Emsal Mahkeme Kararı İstanbul 2. Asliye Ticaret Mahkemesi 2023/17 E. 2023/888 K. 27.11.2023 T.

Görüntülediğiniz mahkeme kararı kesinleşmiş bir karardır.

T.C.
İSTANBUL
ASLİYE 2.TİCARET MAHKEMESİ

DOSYA NO : 2023/17
KARAR NO : 2023/888

DAVA : İTİRAZIN İPTALİ (Ticari Satımdan Kaynaklanan)
DAVA TARİHİ : 05/01/2023
KARAR TARİHİ : 27/11/2023

Yukarıda açık kimliği yazılı taraflar arasında görülen İTİRAZIN İPTALİ davasının mahkememizde yapılan yargılaması sonunda:
GEREĞİ DÜŞÜNÜLDÜ:
DAVA;
Davacı vekili dava dilekçesinde özetle; Davalı ile müvekkili şirket arasında, … tarihli Araç Takip ve …, 04.08.2014 tarihli Satın Alma Fiyat Teklifi, 18.07.2013 tarihli Fiyat Teklifi, 16.09.2013 tarihli Fiyat Teklifi, 18.11.2013 tarihli Fiyat Teklifi, 20.07.2015 tarihli …, 20.07.2015 Satın Alma Fiyat Teklifi, 18.07.2018 tarihli … Sözleşmesine istinaden; ticari iş ilişkisi çerçevesinde düzenlenen (ayrıntısı dava dilekçesinde belirtilen 19 adet) faturalara ilişkin cari hesaba konu borcun davalı tarafça ödenmediği, bunun üzerine 9.075,18-TL asıl alacağın tahsili amacıyla … 1. İcra Müdürlüğü’nün … E. Numaralı dosyasıyla başlattıkları icra takibine 06.08.2021 tarihinde itiraz edildiğini, takibin durduğunu, arabuluculuk görüşmelerinde anlaşma sağlanamadığını belirterek, borca ve icra takibine yapılan itirazının iptali ile takibin devamına, alacağın %40’ından az olmamak üzere tazminata hükmedilmesine karar verilmesini talep ve dava etmiştir.

### Görev
Mahkeme kararından "Emsal Mahkeme Kararı" ile "kesinleşmiş bir karardır." arasındaki bölümü, bu iki ifade de dahil olmak üzere hiçbir değişiklik yapmadan yeniden yazın.

### Sağlanan Kayıtlar
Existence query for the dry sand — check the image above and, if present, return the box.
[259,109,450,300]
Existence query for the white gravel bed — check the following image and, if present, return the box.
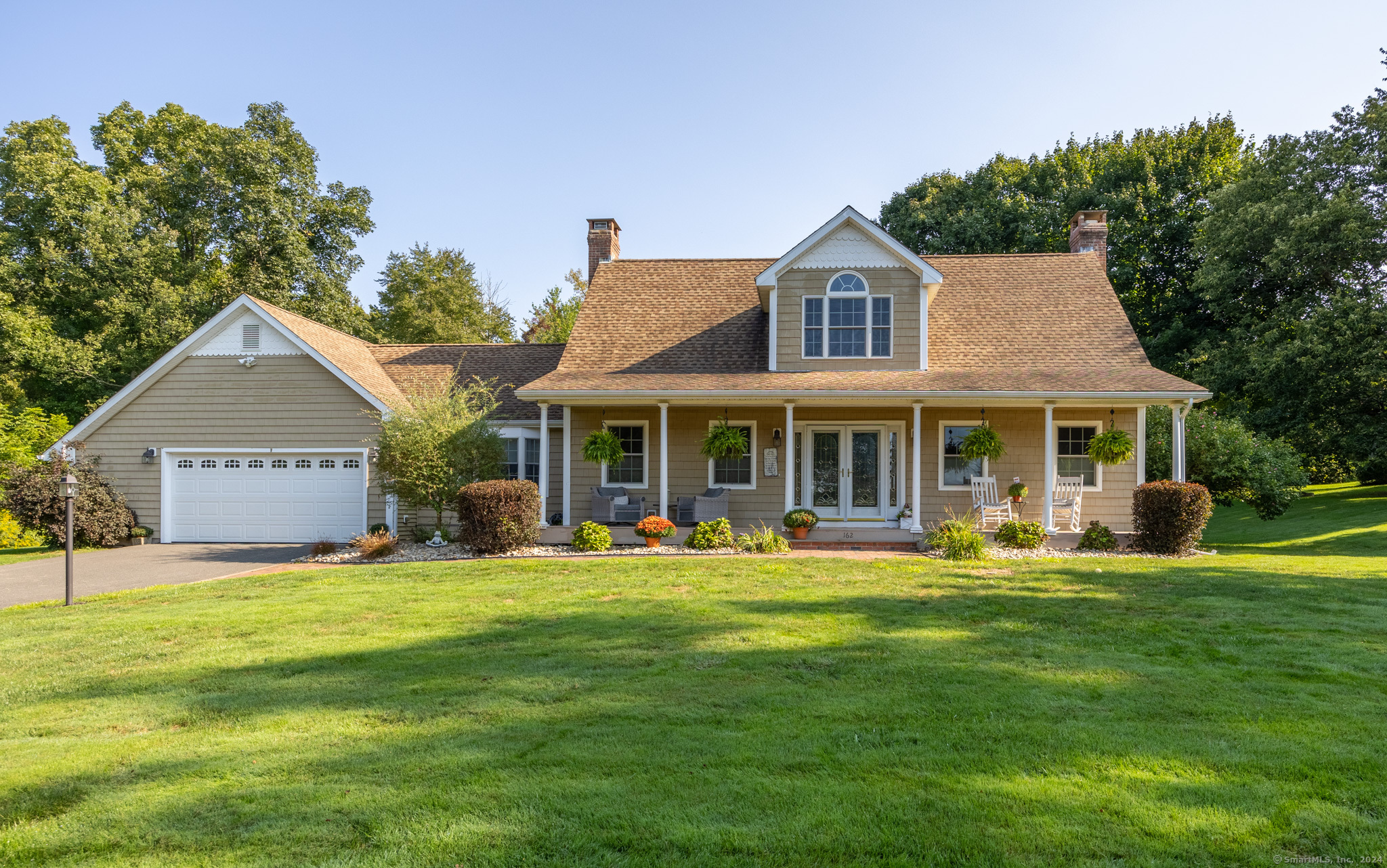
[294,542,741,563]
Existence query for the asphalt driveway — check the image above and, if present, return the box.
[0,542,312,609]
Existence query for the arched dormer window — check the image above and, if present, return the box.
[803,272,892,359]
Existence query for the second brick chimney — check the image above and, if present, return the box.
[588,218,622,283]
[1069,211,1108,269]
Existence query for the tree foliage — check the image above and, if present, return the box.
[376,380,507,529]
[520,269,588,344]
[880,115,1247,370]
[0,103,373,416]
[370,244,515,344]
[1146,406,1309,520]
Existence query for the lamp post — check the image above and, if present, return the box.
[58,473,78,606]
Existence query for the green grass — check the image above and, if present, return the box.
[0,513,1387,867]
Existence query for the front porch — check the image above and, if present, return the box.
[524,395,1183,535]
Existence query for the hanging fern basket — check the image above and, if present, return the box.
[1089,427,1136,464]
[699,418,750,462]
[958,422,1007,462]
[582,429,626,467]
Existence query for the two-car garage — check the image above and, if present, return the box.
[161,448,368,542]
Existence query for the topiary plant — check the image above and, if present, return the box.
[582,429,626,467]
[1079,519,1118,552]
[699,417,750,460]
[573,521,612,552]
[996,521,1050,549]
[684,519,732,550]
[958,422,1007,462]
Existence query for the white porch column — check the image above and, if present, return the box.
[1136,406,1146,485]
[540,404,549,527]
[1040,404,1056,534]
[910,404,925,534]
[563,404,573,527]
[781,401,795,512]
[660,401,670,519]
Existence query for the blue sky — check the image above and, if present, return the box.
[0,0,1387,324]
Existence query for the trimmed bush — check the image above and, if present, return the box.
[925,519,987,560]
[458,480,540,555]
[0,442,135,546]
[1358,455,1387,485]
[998,521,1050,549]
[1132,480,1214,555]
[1079,519,1118,552]
[736,521,790,555]
[349,531,400,560]
[573,521,612,552]
[684,519,732,549]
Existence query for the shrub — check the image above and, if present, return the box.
[1132,480,1214,555]
[410,524,452,542]
[958,422,1007,462]
[349,531,400,560]
[458,480,540,555]
[0,442,135,546]
[573,521,612,552]
[1146,406,1308,521]
[1358,455,1387,485]
[736,521,790,555]
[925,511,987,560]
[998,521,1050,549]
[1079,519,1118,552]
[684,519,732,549]
[635,516,675,540]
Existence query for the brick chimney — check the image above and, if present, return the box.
[1069,211,1108,270]
[588,218,622,283]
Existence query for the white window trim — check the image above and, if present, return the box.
[601,418,651,491]
[707,418,756,491]
[1052,418,1107,491]
[799,269,896,362]
[937,418,991,491]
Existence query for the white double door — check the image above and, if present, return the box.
[801,425,891,520]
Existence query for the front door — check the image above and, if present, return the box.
[805,426,887,520]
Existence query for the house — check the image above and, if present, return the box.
[49,208,1211,542]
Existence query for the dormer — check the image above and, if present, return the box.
[756,207,943,370]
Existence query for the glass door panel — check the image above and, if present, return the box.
[811,431,842,516]
[849,431,880,517]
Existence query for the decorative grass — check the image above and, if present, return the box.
[0,490,1387,867]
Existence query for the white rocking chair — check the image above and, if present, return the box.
[968,475,1011,529]
[1050,475,1083,534]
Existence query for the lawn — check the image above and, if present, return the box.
[0,490,1387,867]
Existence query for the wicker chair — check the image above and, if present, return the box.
[592,485,645,524]
[675,488,732,524]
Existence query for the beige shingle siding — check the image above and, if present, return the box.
[86,355,385,532]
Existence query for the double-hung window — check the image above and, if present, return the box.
[803,272,892,359]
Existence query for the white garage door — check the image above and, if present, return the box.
[168,451,366,542]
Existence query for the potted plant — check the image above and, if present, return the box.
[958,420,1007,462]
[635,516,674,549]
[699,416,750,462]
[582,429,626,467]
[782,506,818,540]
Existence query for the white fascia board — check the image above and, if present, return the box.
[756,205,945,287]
[39,292,389,460]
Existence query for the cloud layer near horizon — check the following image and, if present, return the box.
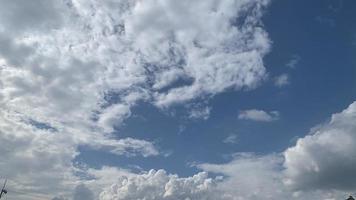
[0,0,270,199]
[0,0,356,200]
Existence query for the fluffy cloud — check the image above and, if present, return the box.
[99,153,345,200]
[223,134,238,144]
[0,0,270,199]
[274,74,289,87]
[284,102,356,191]
[100,170,216,200]
[238,109,279,122]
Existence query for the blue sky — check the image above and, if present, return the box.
[77,1,356,176]
[0,0,356,200]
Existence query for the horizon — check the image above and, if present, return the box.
[0,0,356,200]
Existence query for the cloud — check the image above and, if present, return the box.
[0,0,271,199]
[286,55,301,69]
[99,153,345,200]
[223,134,238,144]
[284,102,356,191]
[238,109,279,122]
[96,102,356,200]
[99,170,216,200]
[274,74,290,88]
[189,106,211,120]
[73,184,95,200]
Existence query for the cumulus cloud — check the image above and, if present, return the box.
[284,102,356,191]
[286,55,301,69]
[189,106,211,120]
[274,74,289,87]
[73,184,95,200]
[0,0,270,199]
[99,153,350,200]
[100,170,216,200]
[223,134,238,144]
[238,109,279,122]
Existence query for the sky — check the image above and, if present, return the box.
[0,0,356,200]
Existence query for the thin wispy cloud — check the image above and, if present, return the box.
[238,109,280,122]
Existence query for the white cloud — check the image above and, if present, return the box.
[223,134,238,144]
[238,109,279,122]
[99,153,345,200]
[284,102,356,191]
[100,170,216,200]
[286,55,301,69]
[189,106,211,120]
[0,0,270,199]
[73,184,95,200]
[274,74,289,87]
[94,102,356,200]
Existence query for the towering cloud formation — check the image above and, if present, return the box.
[0,0,270,199]
[285,102,356,190]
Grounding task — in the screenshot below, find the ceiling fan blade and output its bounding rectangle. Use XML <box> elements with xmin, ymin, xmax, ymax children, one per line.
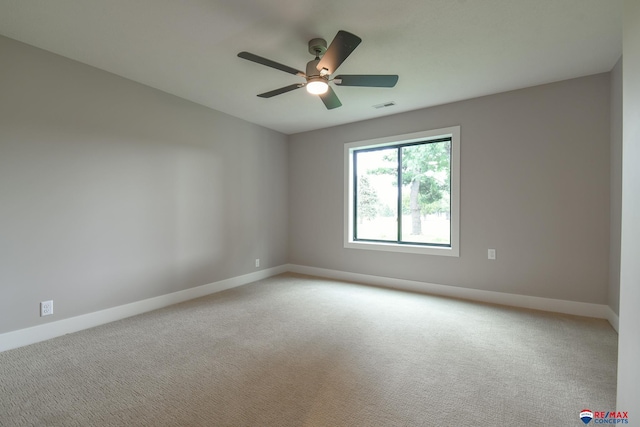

### Görevin Çözümü
Emsal Mahkeme Kararı İstanbul 2. Asliye Ticaret Mahkemesi 2023/17 E. 2023/888 K. 27.11.2023 T.

Görüntülediğiniz mahkeme kararı kesinleşmiş bir karardır.